Indeed it is. Such a project might have been done more modestly at other schools, making changes at a moderate rate and keeping costs to reasonable levels. But this is the University of Texas at Austin, where tastes run more to the colossal, the gargantuan, the magnificent, and the unabashedly Roman. Where football, as Brown said, is something you put off weddings for. So there is nothing modest about the North End Zone project, or the NEZ, as it is known, a gleaming $176.5 million makeover that was completed this summer and includes a new upper deck, 47 luxury suites, an exclusive club level with 2,200 premium seats, and an enclosed bar and buffet area. It increases the stadium’s capacity from 81,000 to 94,113. Those ancient, familiar concrete arches at the north end of the stadium have been replaced by an 850,000-square-foot complex—the equivalent of a forty-story skyscraper. Inside is a student center, an 18,000-square-foot study hall for athletes, room for four gymnasiums, and acres of unfinished office space.

» WRITTEN REQUEST:
Could you carry on the passage about the North End Zone stadium project past its final sentence?

Data extracted from a collection:
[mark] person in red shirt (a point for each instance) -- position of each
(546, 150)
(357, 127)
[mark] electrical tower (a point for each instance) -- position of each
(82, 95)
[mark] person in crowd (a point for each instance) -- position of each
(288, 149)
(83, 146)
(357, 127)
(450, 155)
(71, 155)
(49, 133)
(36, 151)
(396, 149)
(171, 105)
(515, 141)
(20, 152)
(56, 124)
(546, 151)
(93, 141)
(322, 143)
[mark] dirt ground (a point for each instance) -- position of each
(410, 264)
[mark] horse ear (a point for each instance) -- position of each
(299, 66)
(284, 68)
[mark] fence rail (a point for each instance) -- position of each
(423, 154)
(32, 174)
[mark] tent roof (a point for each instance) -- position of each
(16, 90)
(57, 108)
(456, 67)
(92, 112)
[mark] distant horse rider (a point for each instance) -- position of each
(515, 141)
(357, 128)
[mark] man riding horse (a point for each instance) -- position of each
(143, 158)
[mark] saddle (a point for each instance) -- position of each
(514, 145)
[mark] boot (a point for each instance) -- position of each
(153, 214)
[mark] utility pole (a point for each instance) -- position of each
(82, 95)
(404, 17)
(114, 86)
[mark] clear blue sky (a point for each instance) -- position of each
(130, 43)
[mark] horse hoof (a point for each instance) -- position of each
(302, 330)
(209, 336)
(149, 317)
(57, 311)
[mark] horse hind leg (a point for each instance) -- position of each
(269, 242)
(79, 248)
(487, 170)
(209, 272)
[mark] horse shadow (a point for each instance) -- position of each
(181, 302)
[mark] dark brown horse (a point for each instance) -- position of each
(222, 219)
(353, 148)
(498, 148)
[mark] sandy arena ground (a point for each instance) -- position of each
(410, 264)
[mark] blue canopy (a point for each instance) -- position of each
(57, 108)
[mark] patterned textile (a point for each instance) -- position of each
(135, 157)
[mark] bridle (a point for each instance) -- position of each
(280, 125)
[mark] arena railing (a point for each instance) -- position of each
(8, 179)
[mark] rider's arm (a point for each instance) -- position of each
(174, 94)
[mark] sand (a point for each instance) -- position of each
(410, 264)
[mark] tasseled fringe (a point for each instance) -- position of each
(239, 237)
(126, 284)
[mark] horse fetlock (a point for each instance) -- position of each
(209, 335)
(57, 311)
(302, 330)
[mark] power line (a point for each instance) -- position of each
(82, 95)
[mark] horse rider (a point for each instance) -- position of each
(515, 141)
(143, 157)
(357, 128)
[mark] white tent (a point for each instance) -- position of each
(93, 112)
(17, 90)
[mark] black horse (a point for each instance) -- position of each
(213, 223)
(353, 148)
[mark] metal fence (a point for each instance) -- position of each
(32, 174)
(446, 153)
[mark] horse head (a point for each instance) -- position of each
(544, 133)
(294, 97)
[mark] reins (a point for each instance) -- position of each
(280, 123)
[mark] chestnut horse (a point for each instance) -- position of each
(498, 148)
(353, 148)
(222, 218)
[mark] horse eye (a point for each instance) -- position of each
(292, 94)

* * *

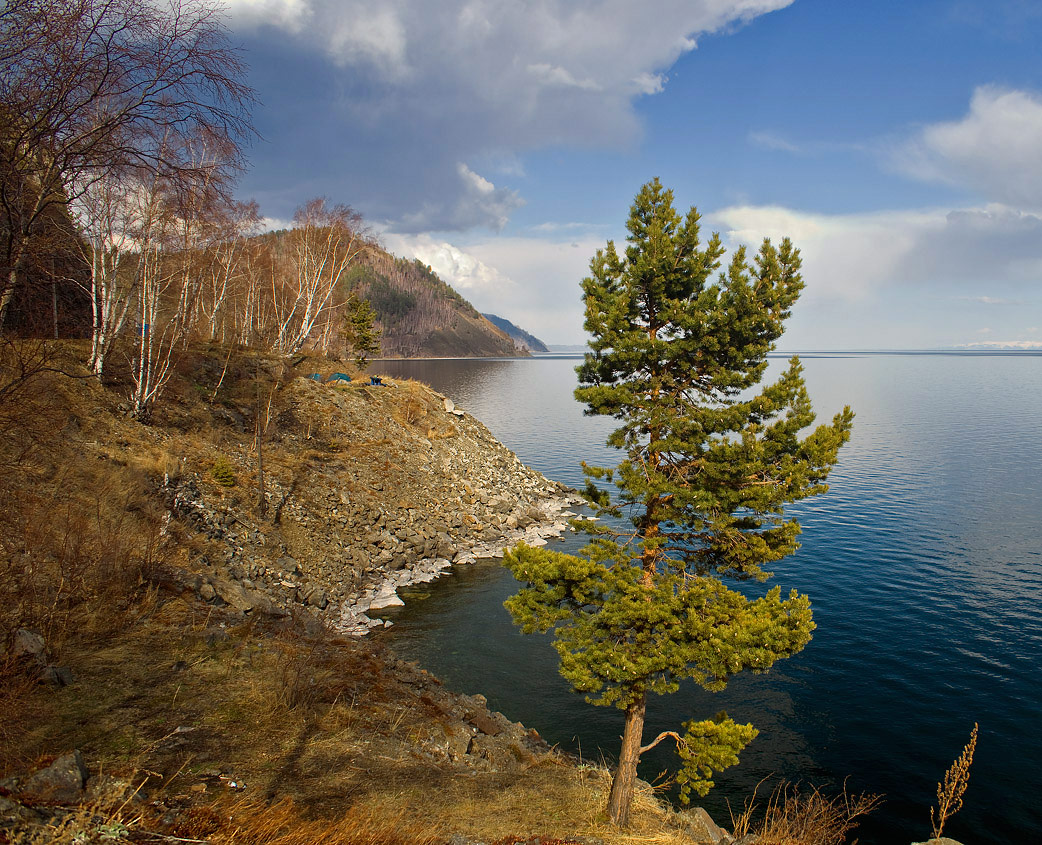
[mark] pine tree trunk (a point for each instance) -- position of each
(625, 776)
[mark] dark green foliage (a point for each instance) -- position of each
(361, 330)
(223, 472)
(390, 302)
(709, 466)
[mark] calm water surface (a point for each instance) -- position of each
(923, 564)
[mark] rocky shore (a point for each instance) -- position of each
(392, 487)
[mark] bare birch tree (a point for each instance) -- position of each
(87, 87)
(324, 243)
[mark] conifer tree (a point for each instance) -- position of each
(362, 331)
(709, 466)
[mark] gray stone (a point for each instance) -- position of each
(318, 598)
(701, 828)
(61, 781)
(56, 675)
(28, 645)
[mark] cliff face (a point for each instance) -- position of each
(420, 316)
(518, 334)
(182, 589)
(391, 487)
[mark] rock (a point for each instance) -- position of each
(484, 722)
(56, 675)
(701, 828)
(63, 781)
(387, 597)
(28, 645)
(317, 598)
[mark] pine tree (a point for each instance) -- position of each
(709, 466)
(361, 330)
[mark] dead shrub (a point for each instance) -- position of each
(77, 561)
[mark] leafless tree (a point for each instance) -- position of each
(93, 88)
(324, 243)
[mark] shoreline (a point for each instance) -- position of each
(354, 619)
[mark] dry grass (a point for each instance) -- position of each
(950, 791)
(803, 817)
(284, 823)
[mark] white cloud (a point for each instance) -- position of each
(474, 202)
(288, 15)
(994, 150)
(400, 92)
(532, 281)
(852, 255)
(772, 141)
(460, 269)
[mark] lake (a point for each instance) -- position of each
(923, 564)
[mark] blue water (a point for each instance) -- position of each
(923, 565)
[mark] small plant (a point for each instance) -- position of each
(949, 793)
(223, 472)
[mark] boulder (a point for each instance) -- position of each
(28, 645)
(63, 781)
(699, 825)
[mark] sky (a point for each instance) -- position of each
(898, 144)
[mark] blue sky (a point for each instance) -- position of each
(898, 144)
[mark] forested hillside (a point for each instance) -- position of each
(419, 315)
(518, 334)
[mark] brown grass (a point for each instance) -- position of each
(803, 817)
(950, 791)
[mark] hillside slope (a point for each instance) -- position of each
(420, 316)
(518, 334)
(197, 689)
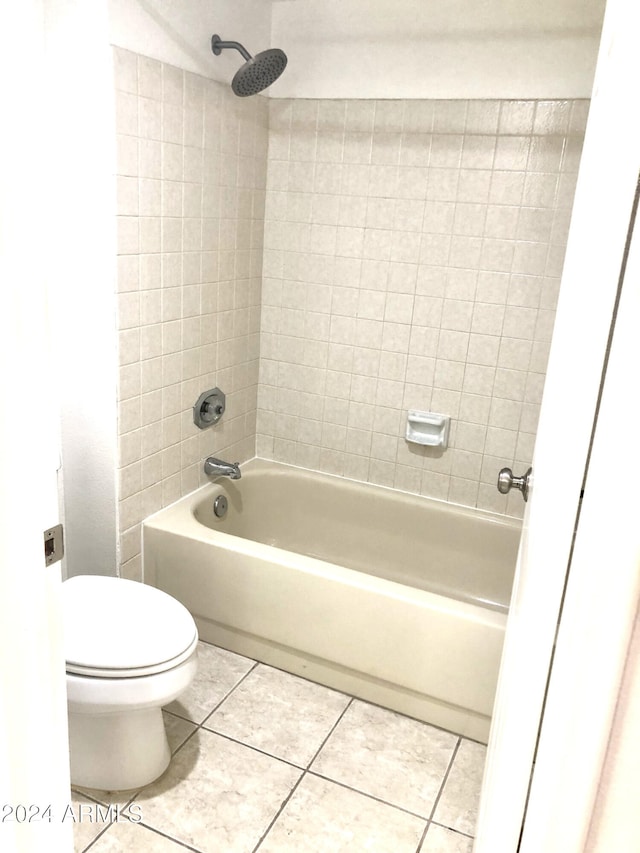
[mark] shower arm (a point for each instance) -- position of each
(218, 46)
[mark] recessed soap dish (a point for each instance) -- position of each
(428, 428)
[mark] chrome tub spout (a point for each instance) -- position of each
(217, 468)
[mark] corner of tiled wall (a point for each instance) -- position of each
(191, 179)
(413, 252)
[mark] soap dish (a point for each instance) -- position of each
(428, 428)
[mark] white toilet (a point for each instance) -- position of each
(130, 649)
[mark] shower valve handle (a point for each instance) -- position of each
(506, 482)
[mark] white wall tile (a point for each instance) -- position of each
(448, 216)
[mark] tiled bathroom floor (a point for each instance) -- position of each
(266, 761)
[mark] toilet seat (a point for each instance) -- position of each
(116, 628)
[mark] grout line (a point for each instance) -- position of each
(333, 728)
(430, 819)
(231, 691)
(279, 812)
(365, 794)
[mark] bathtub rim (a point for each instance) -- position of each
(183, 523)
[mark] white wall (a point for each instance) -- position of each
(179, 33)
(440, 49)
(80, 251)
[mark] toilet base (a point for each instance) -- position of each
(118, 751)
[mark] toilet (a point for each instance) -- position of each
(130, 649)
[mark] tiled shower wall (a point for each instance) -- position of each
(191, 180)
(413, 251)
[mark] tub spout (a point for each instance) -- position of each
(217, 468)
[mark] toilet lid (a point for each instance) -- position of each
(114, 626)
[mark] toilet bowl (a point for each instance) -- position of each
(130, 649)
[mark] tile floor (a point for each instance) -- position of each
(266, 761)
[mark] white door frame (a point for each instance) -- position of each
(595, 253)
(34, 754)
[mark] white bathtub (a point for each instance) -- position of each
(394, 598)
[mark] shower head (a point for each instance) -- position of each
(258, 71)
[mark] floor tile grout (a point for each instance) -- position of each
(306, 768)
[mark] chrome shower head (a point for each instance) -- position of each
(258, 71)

» REPLY:
With its massive laid-brick turrets and cantilevered deck, the NEZ has transformed Royal-Memorial from what was merely a first-class arena into arguably the finest football facility in the country. It also represents the crown jewel of a decade-long construction spree that has cost $348 million and rebuilt or refurbished most of the university’s sports venues. If that seems like a lot of money, then consider this: When Brown was hired, in 1997, the budget for UT’s sports program was $21.4 million. This year the figure is expected to hit $126.8 million, the largest of any university in the nation.

Money on that scale does not just happen by accident. It seeks, and follows, victory. These infusions of cash have accompanied one of the most triumphant eras in the history of collegiate sports. Since the inception of the Big 12, in 1996, UT’s men’s and women’s teams have each won 37 conference championships and 6 national titles. In 2005 and 2006, the nine men’s teams won 7 Big 12 titles and 2 national championships (in football and baseball). The football team is the only one in the NCAA to have won at least ten games for seven consecutive years. In the Directors’ Cup, which measures the overall success of a college’s athletics program, UT has finished in the top ten for seven consecutive seasons. In a 2002 cover story, Sports Illustrated named Texas as America’s number one sports university—before its phenomenal run of conference and national championships. Any way you look at it, the twenty men’s and women’s teams at the University of Texas are in the midst of a renaissance.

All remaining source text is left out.